Stored data entries
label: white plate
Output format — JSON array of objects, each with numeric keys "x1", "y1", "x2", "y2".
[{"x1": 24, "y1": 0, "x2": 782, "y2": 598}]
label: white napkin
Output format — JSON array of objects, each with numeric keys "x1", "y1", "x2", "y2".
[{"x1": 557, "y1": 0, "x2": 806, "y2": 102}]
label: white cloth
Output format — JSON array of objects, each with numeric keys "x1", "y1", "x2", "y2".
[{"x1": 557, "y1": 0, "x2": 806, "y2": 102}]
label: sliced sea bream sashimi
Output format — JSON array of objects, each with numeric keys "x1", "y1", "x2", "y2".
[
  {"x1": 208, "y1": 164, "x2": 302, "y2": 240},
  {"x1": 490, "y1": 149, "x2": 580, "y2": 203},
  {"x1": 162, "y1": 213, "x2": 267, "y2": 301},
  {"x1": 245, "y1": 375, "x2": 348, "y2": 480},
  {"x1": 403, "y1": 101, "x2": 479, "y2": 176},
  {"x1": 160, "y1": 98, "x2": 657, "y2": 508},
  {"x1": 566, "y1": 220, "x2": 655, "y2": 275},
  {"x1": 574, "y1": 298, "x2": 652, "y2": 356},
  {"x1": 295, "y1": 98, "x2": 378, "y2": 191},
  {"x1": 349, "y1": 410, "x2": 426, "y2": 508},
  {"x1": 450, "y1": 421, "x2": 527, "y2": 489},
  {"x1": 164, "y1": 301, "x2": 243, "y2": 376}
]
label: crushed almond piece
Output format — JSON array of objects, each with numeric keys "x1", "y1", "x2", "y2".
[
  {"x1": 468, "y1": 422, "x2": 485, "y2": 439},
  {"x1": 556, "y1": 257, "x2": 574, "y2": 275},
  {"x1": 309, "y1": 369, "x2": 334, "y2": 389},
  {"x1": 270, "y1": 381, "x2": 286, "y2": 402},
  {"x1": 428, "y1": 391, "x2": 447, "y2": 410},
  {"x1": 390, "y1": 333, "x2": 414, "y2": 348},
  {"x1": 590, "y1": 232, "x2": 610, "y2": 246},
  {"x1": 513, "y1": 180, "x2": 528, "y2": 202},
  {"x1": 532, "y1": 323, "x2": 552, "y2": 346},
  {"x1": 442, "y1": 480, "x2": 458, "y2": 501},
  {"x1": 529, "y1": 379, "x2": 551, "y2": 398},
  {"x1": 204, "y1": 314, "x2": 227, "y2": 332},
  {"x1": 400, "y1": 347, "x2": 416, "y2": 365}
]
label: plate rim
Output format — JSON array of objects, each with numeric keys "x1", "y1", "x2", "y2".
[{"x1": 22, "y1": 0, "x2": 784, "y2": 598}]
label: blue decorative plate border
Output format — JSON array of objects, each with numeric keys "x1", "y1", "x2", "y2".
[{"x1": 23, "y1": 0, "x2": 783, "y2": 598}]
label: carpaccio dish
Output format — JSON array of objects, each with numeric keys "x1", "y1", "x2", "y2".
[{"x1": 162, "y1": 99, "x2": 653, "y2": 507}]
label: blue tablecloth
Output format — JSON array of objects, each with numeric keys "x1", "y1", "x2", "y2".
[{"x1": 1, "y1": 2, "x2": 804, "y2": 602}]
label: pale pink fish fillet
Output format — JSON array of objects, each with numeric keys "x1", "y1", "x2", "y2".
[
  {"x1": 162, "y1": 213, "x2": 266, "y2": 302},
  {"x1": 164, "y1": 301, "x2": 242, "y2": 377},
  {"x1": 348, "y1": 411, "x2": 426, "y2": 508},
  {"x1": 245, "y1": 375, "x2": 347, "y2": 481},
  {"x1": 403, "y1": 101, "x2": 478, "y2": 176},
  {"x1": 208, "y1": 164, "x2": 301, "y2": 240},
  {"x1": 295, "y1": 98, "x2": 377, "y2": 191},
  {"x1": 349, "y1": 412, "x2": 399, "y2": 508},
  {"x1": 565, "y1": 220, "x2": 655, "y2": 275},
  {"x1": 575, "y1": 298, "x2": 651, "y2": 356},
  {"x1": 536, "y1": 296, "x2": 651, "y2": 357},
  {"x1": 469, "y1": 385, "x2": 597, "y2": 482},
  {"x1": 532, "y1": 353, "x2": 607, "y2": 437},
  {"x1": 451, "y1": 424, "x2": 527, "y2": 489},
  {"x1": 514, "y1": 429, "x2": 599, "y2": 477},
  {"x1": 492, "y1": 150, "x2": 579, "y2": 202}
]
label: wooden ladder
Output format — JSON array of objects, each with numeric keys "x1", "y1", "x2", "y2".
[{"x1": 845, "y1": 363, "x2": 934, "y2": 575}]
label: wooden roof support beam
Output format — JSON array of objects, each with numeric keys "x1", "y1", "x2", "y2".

> **Task requirements**
Your task is to quote, without any alteration, the lines running from the top of the records to the line that holds "label: carpaccio dish", both included.

> **Result**
label: white plate
Output format — JSON array of objects, each with numeric keys "x1", "y1", "x2", "y2".
[{"x1": 24, "y1": 0, "x2": 782, "y2": 598}]
label: white napkin
Output format — JSON array of objects, each with numeric keys "x1", "y1", "x2", "y2".
[{"x1": 557, "y1": 0, "x2": 806, "y2": 102}]
label: white cloth
Output format — JSON array of objects, each with numeric keys "x1", "y1", "x2", "y2".
[{"x1": 557, "y1": 0, "x2": 806, "y2": 102}]
label: sliced sea bream sashimi
Output format — JSON array of objects, each with numeric keys "x1", "y1", "x2", "y2".
[
  {"x1": 208, "y1": 164, "x2": 302, "y2": 240},
  {"x1": 490, "y1": 149, "x2": 580, "y2": 203},
  {"x1": 162, "y1": 213, "x2": 267, "y2": 301},
  {"x1": 245, "y1": 375, "x2": 348, "y2": 480},
  {"x1": 403, "y1": 101, "x2": 479, "y2": 176},
  {"x1": 160, "y1": 98, "x2": 657, "y2": 508},
  {"x1": 566, "y1": 220, "x2": 655, "y2": 275},
  {"x1": 574, "y1": 298, "x2": 652, "y2": 356},
  {"x1": 295, "y1": 98, "x2": 378, "y2": 191},
  {"x1": 349, "y1": 410, "x2": 426, "y2": 508},
  {"x1": 450, "y1": 421, "x2": 527, "y2": 489},
  {"x1": 164, "y1": 301, "x2": 243, "y2": 376}
]
label: crushed almond piece
Output format — JSON array of objects, each with numeric keys "x1", "y1", "x2", "y2".
[
  {"x1": 468, "y1": 422, "x2": 485, "y2": 439},
  {"x1": 556, "y1": 257, "x2": 574, "y2": 275},
  {"x1": 309, "y1": 369, "x2": 334, "y2": 389},
  {"x1": 270, "y1": 381, "x2": 286, "y2": 402},
  {"x1": 428, "y1": 391, "x2": 447, "y2": 410},
  {"x1": 390, "y1": 333, "x2": 414, "y2": 348},
  {"x1": 590, "y1": 232, "x2": 610, "y2": 246},
  {"x1": 513, "y1": 180, "x2": 528, "y2": 202},
  {"x1": 532, "y1": 323, "x2": 552, "y2": 346},
  {"x1": 442, "y1": 480, "x2": 458, "y2": 501},
  {"x1": 529, "y1": 379, "x2": 551, "y2": 398},
  {"x1": 204, "y1": 314, "x2": 227, "y2": 332},
  {"x1": 400, "y1": 347, "x2": 416, "y2": 365}
]
label: plate rim
Output format — JSON array of objects, each with numeric keys "x1", "y1", "x2", "y2".
[{"x1": 22, "y1": 0, "x2": 784, "y2": 598}]
label: blue decorative plate border
Output format — JSON array of objects, each with numeric keys "x1", "y1", "x2", "y2".
[{"x1": 23, "y1": 0, "x2": 783, "y2": 598}]
label: carpaccio dish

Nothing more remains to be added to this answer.